■ **TASK DIRECTIONS**
Starting at the line that contains "of the vertical", transcribe every remaining line of the entries exactly, including the last one.

* Start WORKING DATA *

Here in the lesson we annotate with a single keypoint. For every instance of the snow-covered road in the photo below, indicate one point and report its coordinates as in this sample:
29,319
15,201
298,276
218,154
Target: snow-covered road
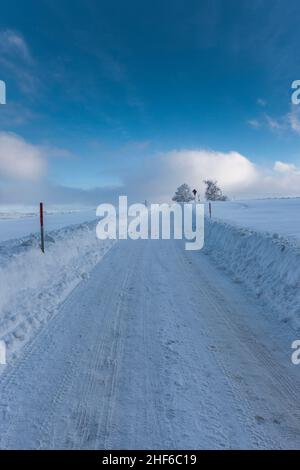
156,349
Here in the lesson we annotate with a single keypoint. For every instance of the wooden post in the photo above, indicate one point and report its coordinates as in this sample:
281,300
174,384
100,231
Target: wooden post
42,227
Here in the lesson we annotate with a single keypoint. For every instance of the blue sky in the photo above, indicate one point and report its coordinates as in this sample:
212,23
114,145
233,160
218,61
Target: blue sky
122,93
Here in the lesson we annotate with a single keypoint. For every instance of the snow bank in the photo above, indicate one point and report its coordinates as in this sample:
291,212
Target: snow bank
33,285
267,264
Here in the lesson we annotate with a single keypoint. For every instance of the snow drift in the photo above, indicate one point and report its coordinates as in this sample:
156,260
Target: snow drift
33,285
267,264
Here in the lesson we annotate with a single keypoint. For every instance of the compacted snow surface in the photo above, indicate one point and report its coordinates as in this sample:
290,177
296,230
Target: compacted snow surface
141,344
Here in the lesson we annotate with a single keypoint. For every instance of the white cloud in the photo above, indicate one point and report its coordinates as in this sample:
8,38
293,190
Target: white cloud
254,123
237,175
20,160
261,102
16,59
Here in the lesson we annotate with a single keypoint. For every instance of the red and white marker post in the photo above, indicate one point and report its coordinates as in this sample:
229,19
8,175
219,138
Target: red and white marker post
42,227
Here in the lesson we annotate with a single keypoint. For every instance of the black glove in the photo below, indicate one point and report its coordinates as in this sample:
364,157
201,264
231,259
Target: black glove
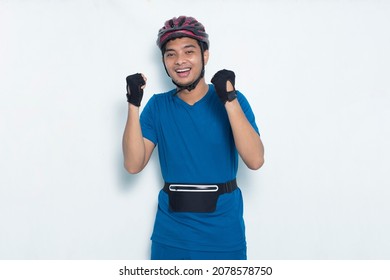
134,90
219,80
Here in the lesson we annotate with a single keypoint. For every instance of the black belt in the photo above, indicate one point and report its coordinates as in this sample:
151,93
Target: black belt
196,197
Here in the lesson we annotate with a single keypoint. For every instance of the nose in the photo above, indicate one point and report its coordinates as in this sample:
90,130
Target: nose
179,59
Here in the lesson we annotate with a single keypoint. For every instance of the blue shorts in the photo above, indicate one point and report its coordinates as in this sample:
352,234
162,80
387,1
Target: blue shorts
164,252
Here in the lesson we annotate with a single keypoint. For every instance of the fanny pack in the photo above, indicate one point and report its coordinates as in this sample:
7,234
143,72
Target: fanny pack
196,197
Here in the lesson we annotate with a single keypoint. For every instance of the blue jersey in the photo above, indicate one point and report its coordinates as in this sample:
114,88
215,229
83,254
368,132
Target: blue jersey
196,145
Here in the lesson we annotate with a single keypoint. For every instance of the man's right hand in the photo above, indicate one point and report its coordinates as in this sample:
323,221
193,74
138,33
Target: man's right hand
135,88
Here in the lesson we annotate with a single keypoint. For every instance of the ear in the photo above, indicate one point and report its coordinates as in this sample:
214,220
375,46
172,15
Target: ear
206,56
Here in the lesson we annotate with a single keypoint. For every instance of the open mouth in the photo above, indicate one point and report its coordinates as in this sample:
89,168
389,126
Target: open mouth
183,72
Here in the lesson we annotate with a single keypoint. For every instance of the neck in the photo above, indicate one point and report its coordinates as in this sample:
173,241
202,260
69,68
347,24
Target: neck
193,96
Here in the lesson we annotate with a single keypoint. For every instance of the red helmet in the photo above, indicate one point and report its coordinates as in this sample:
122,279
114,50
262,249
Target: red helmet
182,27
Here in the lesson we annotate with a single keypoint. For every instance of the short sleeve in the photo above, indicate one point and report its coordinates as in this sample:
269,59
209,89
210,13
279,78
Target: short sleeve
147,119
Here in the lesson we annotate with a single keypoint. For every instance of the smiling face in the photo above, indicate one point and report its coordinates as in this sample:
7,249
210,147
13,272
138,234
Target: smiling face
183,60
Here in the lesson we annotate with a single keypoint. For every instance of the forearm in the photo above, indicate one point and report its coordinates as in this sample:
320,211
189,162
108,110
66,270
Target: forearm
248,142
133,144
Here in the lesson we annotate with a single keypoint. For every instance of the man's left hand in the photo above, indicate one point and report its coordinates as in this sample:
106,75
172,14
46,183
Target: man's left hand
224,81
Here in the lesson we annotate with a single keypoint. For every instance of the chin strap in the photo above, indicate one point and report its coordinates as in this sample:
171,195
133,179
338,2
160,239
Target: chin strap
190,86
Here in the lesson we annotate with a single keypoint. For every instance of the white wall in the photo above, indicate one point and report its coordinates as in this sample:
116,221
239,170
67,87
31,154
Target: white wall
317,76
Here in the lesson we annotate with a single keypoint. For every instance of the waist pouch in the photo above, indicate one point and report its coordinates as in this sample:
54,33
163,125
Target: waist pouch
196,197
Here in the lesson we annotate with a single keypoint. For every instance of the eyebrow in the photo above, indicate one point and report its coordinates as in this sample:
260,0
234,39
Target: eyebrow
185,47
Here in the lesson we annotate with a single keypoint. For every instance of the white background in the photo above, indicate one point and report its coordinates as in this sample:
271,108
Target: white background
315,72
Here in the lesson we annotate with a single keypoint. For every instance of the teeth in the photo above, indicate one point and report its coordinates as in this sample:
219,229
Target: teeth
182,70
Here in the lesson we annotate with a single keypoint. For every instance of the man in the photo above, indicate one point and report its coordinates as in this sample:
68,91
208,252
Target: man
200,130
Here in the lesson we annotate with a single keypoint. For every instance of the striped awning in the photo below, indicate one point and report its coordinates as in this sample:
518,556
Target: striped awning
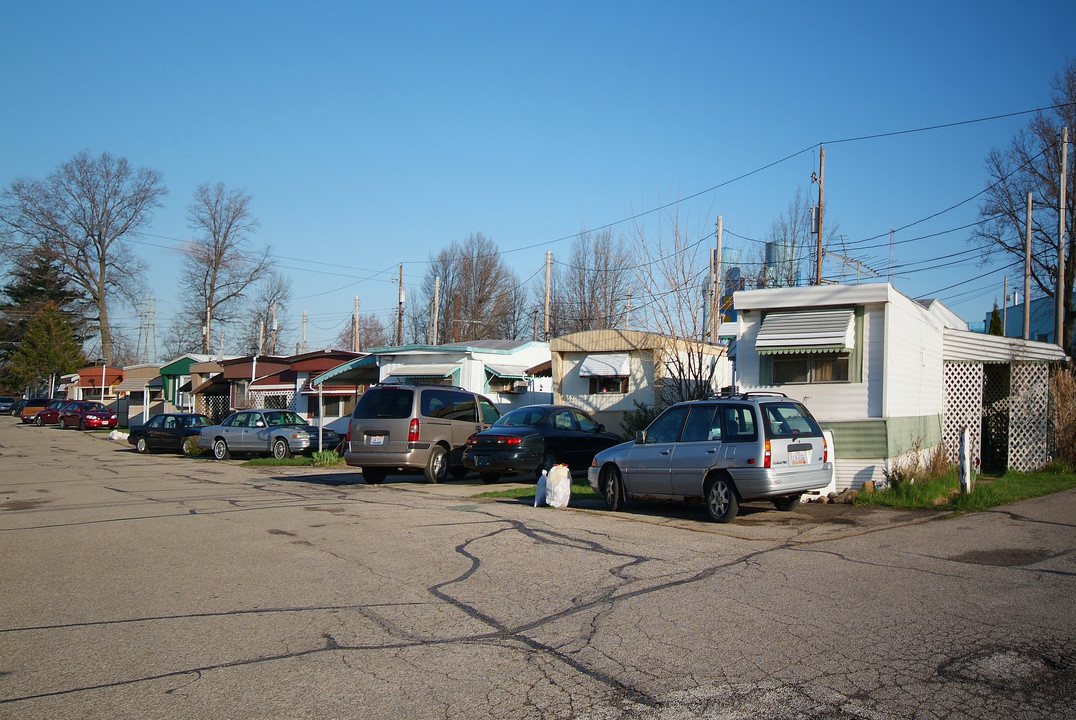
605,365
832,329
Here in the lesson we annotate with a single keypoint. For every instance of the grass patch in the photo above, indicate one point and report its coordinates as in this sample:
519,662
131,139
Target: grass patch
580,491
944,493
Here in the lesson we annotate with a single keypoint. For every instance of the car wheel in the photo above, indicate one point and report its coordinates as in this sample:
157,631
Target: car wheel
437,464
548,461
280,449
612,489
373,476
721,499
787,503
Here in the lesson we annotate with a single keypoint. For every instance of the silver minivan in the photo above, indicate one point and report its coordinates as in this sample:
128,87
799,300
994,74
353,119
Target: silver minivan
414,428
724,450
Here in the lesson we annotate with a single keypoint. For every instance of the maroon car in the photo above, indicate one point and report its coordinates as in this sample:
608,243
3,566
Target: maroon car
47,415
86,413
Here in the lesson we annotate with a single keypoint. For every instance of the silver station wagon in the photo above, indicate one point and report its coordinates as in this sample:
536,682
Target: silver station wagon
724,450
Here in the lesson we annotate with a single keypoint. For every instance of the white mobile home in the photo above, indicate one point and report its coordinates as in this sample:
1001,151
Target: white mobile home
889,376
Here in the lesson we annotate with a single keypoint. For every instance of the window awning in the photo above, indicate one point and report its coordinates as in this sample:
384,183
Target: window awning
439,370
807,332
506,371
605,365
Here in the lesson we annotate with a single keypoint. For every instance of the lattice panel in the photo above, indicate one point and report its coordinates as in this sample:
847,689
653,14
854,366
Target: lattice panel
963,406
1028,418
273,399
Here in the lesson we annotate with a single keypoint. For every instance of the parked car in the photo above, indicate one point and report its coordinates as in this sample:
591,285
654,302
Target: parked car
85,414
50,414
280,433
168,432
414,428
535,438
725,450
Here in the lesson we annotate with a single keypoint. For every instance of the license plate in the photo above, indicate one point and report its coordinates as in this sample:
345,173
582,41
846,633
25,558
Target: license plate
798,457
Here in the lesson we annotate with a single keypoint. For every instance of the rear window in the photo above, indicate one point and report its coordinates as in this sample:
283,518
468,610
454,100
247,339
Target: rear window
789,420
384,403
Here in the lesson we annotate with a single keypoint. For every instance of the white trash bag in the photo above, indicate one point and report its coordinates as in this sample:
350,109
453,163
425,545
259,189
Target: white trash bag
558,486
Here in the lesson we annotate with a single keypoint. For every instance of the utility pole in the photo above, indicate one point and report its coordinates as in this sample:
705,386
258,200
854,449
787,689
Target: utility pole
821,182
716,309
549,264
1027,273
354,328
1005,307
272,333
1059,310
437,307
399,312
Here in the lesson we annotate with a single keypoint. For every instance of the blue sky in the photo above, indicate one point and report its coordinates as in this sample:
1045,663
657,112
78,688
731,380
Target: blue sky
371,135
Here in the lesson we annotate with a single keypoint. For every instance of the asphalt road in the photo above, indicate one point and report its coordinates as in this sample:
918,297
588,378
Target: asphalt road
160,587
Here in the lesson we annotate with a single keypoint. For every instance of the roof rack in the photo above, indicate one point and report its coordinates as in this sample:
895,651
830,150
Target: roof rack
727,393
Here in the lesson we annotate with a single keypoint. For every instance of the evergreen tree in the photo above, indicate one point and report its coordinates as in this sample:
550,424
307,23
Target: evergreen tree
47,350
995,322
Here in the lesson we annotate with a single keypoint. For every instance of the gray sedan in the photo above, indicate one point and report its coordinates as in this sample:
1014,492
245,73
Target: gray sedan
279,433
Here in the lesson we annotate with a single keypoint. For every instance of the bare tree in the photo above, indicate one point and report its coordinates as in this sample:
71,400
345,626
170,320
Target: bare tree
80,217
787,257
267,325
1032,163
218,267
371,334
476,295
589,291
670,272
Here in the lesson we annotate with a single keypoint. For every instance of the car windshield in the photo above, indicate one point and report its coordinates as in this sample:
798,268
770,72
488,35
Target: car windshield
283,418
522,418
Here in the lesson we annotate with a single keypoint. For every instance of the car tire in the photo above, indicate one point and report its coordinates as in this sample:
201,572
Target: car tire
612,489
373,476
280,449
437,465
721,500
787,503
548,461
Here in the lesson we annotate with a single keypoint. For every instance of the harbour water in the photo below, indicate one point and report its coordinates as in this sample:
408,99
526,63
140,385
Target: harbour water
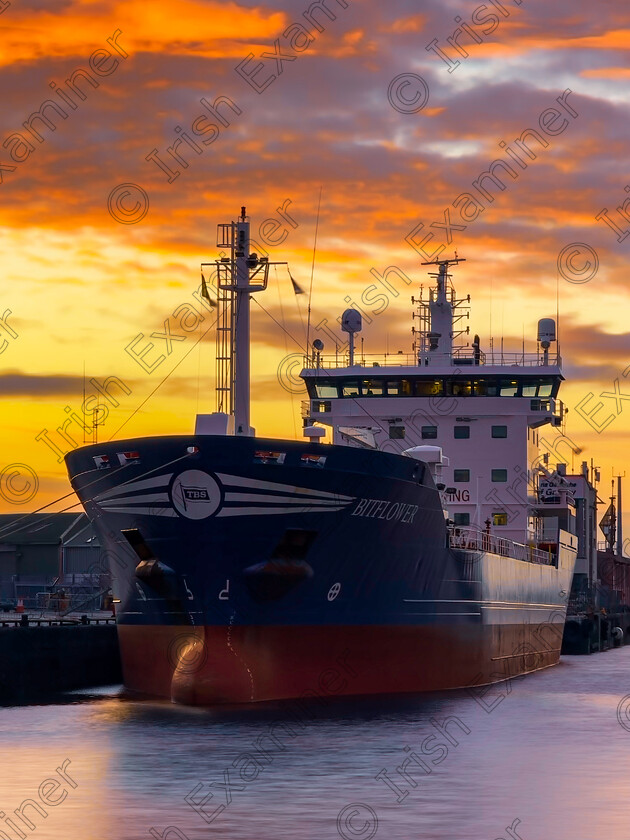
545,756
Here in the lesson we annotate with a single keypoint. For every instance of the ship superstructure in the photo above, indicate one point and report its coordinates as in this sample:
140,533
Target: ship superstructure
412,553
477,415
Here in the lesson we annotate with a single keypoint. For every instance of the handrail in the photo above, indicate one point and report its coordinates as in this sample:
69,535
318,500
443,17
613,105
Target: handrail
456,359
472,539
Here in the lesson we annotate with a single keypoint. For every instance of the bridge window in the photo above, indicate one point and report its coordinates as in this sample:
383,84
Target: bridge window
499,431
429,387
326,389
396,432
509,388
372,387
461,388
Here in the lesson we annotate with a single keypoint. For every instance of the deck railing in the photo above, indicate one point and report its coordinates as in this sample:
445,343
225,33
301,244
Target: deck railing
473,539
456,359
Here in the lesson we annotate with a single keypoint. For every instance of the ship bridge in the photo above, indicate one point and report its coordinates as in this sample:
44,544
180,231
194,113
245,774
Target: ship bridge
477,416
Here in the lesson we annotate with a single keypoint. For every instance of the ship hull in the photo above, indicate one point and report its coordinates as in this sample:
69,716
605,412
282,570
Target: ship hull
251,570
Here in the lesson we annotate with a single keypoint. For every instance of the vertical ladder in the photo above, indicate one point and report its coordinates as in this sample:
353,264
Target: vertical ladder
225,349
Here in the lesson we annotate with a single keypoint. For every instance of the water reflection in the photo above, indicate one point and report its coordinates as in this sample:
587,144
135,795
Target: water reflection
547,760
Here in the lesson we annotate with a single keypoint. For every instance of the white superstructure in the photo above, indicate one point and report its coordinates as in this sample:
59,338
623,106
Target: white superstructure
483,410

* End WORKING DATA *

■ **SOLUTION**
Here in the lesson we annotate with a single keypoint. For every instance of the vertical ladder in the photo above, indicate one point and report its coordinates as in this sample:
353,264
Target: vertical ladder
225,349
Here in the lesson we annotate with a single keypoint. For every instance of the water reflection in the photo above, indicate one point and report its coordinates as in this sample:
587,144
135,795
Target: water reflection
547,760
Here in the lesson we annotate with a single keypoint. For every instance of the white superstructure in the photo above, indicate one point and report its coordinates as in this sample:
59,338
623,106
Target: white superstructure
483,410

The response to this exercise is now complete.